* Description of the task
Without skipping anything, write out each record below exactly.

(Point labeling examples)
++++++++++++++++++++
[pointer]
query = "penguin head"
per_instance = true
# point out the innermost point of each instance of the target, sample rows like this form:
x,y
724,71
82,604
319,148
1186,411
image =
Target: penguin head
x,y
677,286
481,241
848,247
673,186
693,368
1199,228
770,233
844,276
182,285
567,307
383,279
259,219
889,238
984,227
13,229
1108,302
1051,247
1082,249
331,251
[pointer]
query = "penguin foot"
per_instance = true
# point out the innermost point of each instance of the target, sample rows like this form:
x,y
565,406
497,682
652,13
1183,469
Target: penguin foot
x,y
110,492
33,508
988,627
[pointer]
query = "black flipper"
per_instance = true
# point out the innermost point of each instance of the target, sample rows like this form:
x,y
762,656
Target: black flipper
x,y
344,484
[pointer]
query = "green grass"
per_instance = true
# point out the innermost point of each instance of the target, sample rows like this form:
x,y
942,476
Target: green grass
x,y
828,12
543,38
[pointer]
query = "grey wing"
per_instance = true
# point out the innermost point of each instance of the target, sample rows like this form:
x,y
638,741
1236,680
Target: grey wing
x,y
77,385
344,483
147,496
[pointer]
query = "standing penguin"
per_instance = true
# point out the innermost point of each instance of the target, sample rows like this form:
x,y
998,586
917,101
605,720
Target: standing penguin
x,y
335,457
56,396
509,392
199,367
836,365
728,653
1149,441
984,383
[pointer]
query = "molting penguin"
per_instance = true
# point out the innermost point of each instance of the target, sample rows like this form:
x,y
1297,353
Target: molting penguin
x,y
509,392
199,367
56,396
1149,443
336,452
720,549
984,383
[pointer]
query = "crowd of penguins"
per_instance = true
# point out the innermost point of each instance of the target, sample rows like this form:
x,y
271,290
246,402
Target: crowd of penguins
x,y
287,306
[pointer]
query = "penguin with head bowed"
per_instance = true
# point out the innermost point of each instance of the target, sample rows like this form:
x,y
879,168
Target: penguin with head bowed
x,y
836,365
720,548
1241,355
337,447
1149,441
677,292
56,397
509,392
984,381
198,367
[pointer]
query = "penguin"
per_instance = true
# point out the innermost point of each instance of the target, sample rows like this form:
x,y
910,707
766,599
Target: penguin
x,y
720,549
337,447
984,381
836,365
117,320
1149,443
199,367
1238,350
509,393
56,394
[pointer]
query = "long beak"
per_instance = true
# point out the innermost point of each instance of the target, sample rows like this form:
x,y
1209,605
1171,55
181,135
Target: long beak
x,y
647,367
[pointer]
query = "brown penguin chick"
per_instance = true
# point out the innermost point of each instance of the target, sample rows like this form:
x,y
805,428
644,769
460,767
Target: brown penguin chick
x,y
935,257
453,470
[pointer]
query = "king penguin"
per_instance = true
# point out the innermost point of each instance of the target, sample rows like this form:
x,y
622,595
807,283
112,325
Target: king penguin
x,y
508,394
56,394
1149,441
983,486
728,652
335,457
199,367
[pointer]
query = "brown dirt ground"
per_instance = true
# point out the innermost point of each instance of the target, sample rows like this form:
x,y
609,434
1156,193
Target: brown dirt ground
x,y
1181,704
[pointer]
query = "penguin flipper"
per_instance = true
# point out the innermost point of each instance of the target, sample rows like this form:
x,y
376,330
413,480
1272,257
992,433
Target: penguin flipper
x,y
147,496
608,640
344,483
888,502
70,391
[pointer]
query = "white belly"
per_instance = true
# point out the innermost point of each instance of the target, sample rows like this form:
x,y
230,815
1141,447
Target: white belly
++++++++++++++++++++
* Answer in full
[pointer]
query = "penguin head"
per_instance = true
# point out the innermost point of each instance of the target, sample rows like this form:
x,y
724,71
82,604
319,148
1186,411
image =
Target: penguin head
x,y
677,286
481,241
848,247
673,186
693,368
1199,228
770,233
844,276
182,285
567,307
383,279
259,219
889,238
984,227
13,229
1108,302
1051,247
1082,249
331,251
[pointer]
query = "penguin foot"
per_instance = true
# point out the innermost point of each instance of the target, sample rows like this form:
x,y
565,406
497,682
652,13
1183,469
Target: penguin foot
x,y
110,492
33,508
988,627
[pointer]
query = "black flipper"
per_instance = true
# point out the innermost point of each instance of the target, sample rows like this form:
x,y
762,656
Target: black flipper
x,y
344,484
[pointer]
query = "green grass"
per_instance = true
# point out the innermost point of each instance of the target, sample rows like this form:
x,y
942,476
Target: green grass
x,y
828,12
543,38
[pointer]
query = "grey wing"
per_instance = true
# point out the innermost point of each instance of the target, sample rows like this form:
x,y
638,741
1236,680
Target: grey wing
x,y
77,385
344,483
147,496
[pointer]
query = "standing penguin"
per_instance = true
# point out the innermost point of each instance of the target, sample rows like this form:
x,y
998,586
917,101
605,720
Target: standing penguin
x,y
335,457
56,396
509,392
199,367
836,365
728,653
1149,441
984,383
[pointer]
query = "molting penguin"
per_instance = true
# point out the innermost point of each instance of the target, sample rows like this form:
x,y
1297,353
Target: molting penguin
x,y
509,392
199,367
56,396
1149,443
336,452
720,549
984,383
[pointer]
query = "crowd of penguins"
per_instance = true
# point out the innermost point of each instance of the target, sample rows like this form:
x,y
271,290
246,402
Target: crowd of penguins
x,y
287,306
[pointer]
query = "penguin with head bowed"
per_instance = true
# point out the innermost point of each instance of the target, sample rows like this form:
x,y
879,168
Target: penguin with head bowed
x,y
836,365
720,548
1241,355
337,447
1149,441
677,292
56,397
509,392
984,381
198,367
[pointer]
query = "penguin"
per_instance = true
# point out the innermost point of each instance of the target, sample rows like this form:
x,y
910,707
766,599
Target: penguin
x,y
720,549
337,447
984,381
836,365
117,320
1149,443
199,367
1238,350
509,393
56,394
[pointer]
query = "long beak"
per_instance = true
# point out the innermost point of each instance of the target, sample rows like this form:
x,y
1209,605
1171,55
181,135
Target: long beak
x,y
647,367
[pointer]
query = "brown penguin chick"
per_instance = true
# point out the innermost point of each instance of the target, sample rows like this form:
x,y
805,428
644,769
460,767
Target: brown penguin chick
x,y
935,257
453,470
[pointer]
query = "king penguin"
per_instance = true
# point out the innermost point of each instance of the target, sample rows like this form:
x,y
622,595
807,283
112,325
Target: king penguin
x,y
508,394
56,394
1149,441
983,486
728,652
335,457
199,367
[pointer]
query = "brown dirt ground"
per_instance = true
# point out the innermost point of each instance of the target, sample rows like this form:
x,y
609,434
1156,193
Target: brown dirt ground
x,y
1181,704
[pointer]
query = "penguin flipper"
per_instance = true
# point out the innermost point of each instance of the target, sample rows like this form:
x,y
376,330
413,480
1272,257
992,433
Target: penguin flipper
x,y
147,496
608,640
344,483
888,502
70,391
[pointer]
query = "white belly"
per_instance = true
# point out the innermost point of each instance of the target, sample rows like this form:
x,y
230,815
1141,447
Target: white belly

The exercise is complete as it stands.